═══ DATASET ENTRIES

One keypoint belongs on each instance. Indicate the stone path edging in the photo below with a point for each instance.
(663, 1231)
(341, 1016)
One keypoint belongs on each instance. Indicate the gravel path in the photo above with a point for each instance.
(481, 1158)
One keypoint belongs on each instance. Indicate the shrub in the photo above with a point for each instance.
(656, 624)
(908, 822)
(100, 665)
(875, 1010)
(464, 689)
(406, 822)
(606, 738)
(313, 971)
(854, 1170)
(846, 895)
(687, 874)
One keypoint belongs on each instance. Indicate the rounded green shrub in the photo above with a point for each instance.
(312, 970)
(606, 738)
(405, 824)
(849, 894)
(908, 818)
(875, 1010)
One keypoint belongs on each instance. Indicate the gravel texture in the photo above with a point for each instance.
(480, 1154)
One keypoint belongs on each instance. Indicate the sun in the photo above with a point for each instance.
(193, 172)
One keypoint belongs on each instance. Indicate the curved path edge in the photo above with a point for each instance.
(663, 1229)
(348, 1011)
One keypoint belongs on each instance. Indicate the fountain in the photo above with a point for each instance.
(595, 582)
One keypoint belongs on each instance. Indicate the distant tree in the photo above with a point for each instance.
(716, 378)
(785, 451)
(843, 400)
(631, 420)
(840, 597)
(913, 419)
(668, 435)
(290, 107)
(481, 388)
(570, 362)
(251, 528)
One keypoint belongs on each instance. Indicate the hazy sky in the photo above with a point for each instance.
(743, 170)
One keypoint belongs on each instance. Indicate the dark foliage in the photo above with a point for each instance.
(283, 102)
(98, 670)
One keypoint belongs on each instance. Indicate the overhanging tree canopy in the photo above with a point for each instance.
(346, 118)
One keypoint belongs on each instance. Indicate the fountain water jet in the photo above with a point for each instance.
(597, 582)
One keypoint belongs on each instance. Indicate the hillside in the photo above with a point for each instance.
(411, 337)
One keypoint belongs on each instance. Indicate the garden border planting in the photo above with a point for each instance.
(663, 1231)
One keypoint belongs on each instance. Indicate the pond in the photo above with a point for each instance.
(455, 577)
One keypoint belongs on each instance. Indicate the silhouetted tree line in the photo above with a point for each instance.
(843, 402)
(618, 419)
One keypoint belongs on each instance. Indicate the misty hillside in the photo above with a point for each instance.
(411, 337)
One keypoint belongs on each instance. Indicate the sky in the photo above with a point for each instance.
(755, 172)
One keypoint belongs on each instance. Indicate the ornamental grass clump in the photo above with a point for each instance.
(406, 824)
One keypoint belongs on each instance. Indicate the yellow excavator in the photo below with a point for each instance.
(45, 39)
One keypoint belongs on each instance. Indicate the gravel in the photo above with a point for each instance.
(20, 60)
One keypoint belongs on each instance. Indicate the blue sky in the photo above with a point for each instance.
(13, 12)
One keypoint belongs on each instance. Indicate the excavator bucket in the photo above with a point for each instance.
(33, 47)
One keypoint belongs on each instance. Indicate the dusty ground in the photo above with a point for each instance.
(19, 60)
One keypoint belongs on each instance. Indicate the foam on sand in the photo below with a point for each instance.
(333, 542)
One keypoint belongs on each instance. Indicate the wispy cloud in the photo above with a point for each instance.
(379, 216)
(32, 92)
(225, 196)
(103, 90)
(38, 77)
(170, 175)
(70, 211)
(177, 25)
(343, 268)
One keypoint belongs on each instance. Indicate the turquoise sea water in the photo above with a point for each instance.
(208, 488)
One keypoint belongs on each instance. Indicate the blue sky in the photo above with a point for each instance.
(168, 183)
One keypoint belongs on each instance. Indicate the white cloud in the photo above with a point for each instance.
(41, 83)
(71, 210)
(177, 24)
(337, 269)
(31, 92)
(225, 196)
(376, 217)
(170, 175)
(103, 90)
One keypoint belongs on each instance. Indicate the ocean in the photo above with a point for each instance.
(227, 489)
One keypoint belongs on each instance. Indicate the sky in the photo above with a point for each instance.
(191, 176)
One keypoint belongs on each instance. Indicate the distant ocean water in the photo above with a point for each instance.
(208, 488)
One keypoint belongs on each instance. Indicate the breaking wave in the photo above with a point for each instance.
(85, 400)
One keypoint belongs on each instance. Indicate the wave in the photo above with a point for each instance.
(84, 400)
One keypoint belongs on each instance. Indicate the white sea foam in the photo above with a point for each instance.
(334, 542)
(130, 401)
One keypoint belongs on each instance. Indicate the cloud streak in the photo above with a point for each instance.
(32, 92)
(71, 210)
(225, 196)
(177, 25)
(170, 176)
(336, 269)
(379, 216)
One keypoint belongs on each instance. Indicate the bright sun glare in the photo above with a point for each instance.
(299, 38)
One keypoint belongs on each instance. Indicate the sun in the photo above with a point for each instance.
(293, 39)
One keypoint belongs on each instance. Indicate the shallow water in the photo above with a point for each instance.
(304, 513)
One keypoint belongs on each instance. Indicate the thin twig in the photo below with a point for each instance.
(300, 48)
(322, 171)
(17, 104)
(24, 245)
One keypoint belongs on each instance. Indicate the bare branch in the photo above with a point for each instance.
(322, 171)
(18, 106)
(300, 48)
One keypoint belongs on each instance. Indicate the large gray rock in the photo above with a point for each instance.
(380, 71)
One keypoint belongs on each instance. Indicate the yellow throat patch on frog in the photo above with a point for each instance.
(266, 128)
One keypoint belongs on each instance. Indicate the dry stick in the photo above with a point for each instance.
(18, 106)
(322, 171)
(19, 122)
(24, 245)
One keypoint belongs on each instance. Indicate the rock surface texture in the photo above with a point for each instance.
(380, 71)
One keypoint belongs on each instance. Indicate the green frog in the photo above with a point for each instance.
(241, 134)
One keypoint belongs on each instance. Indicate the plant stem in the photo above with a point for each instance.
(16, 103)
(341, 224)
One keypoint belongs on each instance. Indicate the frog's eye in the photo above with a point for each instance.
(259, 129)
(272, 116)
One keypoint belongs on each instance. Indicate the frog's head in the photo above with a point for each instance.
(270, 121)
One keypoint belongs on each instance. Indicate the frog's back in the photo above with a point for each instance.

══════

Line by line, set the records above down again exactly.

One keypoint belongs on each instance. Indicate the stone path edging in the photo below with a point for each instance.
(663, 1231)
(341, 1016)
One keypoint belongs on each instance. Indicate the gravel path in the photo above with a point for each instance.
(481, 1158)
One keypoint belongs on each instance. Indicate the shrub in the photo above with a point for each instance.
(656, 624)
(908, 822)
(100, 665)
(875, 1010)
(464, 689)
(406, 822)
(606, 738)
(313, 971)
(854, 1170)
(846, 895)
(687, 874)
One keypoint belongs on each instance. Indicate the rounded green shrub in the photo above with a point for each instance.
(312, 970)
(606, 738)
(405, 824)
(849, 894)
(908, 818)
(875, 1010)
One keypoint belongs on each instance. Indicate the gravel texture in the photo above with a point for each instance.
(480, 1154)
One keypoint belongs on each instance. Indicate the sun in the photo above with a point for each instance.
(193, 172)
One keypoint belongs on each instance. Indicate the curved path edge in the photo above with a point for each instance.
(663, 1229)
(348, 1011)
One keypoint belongs on each instance. Indicate the fountain in the photo above with a point for each instance.
(595, 582)
One keypoint belongs on each instance. Indicate the distant tree in the photo above with a point for each instance.
(716, 378)
(785, 451)
(843, 400)
(631, 420)
(840, 597)
(913, 419)
(668, 435)
(290, 107)
(481, 388)
(570, 362)
(251, 528)
One keypoint belongs on each instance. Indicate the hazy sky in the photo above with a point for each instance.
(743, 170)
One keypoint belongs on each instance. Indicate the dark foliage in the photo above with a point for each instance.
(283, 102)
(98, 670)
One keypoint belongs on each instance. Indicate the overhanging tree canopy in the photo above with a point for each instance.
(346, 118)
One keypoint belongs on each instance. Indicate the fountain water jet in the photo above with a point for each instance.
(597, 582)
One keypoint belongs on each instance. Indicate the hillside in the photo above with a point for each instance.
(411, 337)
One keypoint belongs on each instance. Indicate the garden border planting in the photo above with a point for each instance.
(663, 1231)
One keypoint belongs on each instance. Indicate the pond in the photo above with a point for each instance.
(455, 577)
One keypoint belongs on each instance. Indicate the silhouetted tree line in the photo above with a point for each instance.
(843, 402)
(618, 419)
One keypoint belongs on each instance. Indicate the misty hillside in the photo above with a point for each instance.
(411, 337)
One keypoint belongs on each instance. Indicate the sky in the photo above with a point for each instance.
(755, 172)
One keypoint belongs on each instance. Indicate the ornamental grass clump in the photo above with a point for each instance.
(406, 824)
One keypoint belongs on each instance. Indicate the yellow excavator in the photo below with a point for each instance.
(45, 39)
One keypoint belongs on each instance. Indicate the gravel in the photo above with a point for each instance.
(20, 60)
One keypoint belongs on each instance. Indicate the blue sky in the photo above with a point for each instance.
(13, 12)
One keypoint belongs on each instance. Indicate the excavator bucket in the photo above with a point for each instance.
(33, 47)
One keypoint belongs on each instance. Indicate the dusty ground in the photo above with a point for each instance.
(19, 60)
One keypoint belongs on each instance. Indicate the foam on sand in the photo below with a point for each instance.
(333, 542)
One keypoint belongs on each instance. Indicate the wispy cloud in the photo above with a point for each instance.
(379, 216)
(32, 92)
(225, 196)
(103, 90)
(38, 77)
(170, 175)
(70, 211)
(177, 25)
(343, 268)
One keypoint belongs on each instance. Indicate the turquoise sea water in the photo above with a point for each instance.
(208, 488)
One keypoint belongs on each instance. Indicate the blue sky in the photo above with a point for each instance.
(168, 183)
One keypoint belongs on each instance. Indicate the white cloud in the photo above with a point for each instance.
(41, 83)
(71, 210)
(177, 24)
(337, 269)
(31, 92)
(225, 196)
(376, 217)
(170, 175)
(103, 90)
One keypoint belongs on each instance. Indicate the ocean in the photo above with a point for each instance.
(227, 489)
One keypoint belongs on each instance. Indicate the sky in the photo above with a point for each instance.
(191, 176)
One keypoint belongs on each instance. Indicate the distant ocean water in the photo above with a point for each instance.
(208, 488)
One keypoint belongs on each instance. Indicate the breaking wave in the photo above with a point for each instance.
(85, 400)
One keypoint belongs on each instance. Indicate the wave in the photo above with a point for each instance.
(84, 400)
One keypoint belongs on each instance. Indicate the white sea foam in the photo above with a point for each instance.
(334, 542)
(130, 401)
One keypoint belongs on each instance. Indicate the cloud streak in the photo above with a point for each instance.
(32, 92)
(71, 210)
(225, 196)
(177, 25)
(170, 176)
(336, 269)
(379, 216)
One keypoint belongs on each instance. Indicate the bright sun glare in the photo above with a point for each instance.
(299, 38)
One keypoint belongs on each instance. Indicate the sun in the photo above with a point for each instance.
(293, 39)
One keypoint belongs on each instance. Indicate the shallow water in the photo above with a point for each instance.
(304, 513)
One keypoint belongs on each instance. Indicate the thin twig in the photo below with a point for each instance.
(300, 48)
(322, 171)
(17, 104)
(24, 245)
One keypoint belongs on each instance. Indicate the bare branch in the photo above with a point for each instance.
(322, 171)
(18, 106)
(300, 48)
One keypoint belongs on each instance. Indicate the large gray rock in the photo above with a point for each instance.
(380, 71)
One keypoint belongs on each instance. Indicate the yellow throat patch on frog in the photo above with a point for each instance.
(266, 128)
One keypoint belongs on each instance. Indicate the dry stick in the photo above with a point for each instance.
(18, 106)
(322, 171)
(19, 122)
(24, 245)
One keypoint belongs on each instance. Indicate the rock surface texture in the photo above with a point for each instance.
(380, 71)
One keypoint belongs on each instance. Indicate the green frog in the photo above with a point for each instance.
(241, 134)
One keypoint belongs on each instance. Indicate the plant stem in the photo above with a point for each instance.
(16, 103)
(341, 224)
One keypoint belongs on each instance. Indicate the frog's eye in the photo above with a point for each instance.
(259, 129)
(272, 116)
One keypoint belongs on each instance. Indicate the frog's head in the photo above with a point for each instance.
(270, 121)
One keypoint belongs on each instance. Indicate the frog's back in the photo above with a point for each instance.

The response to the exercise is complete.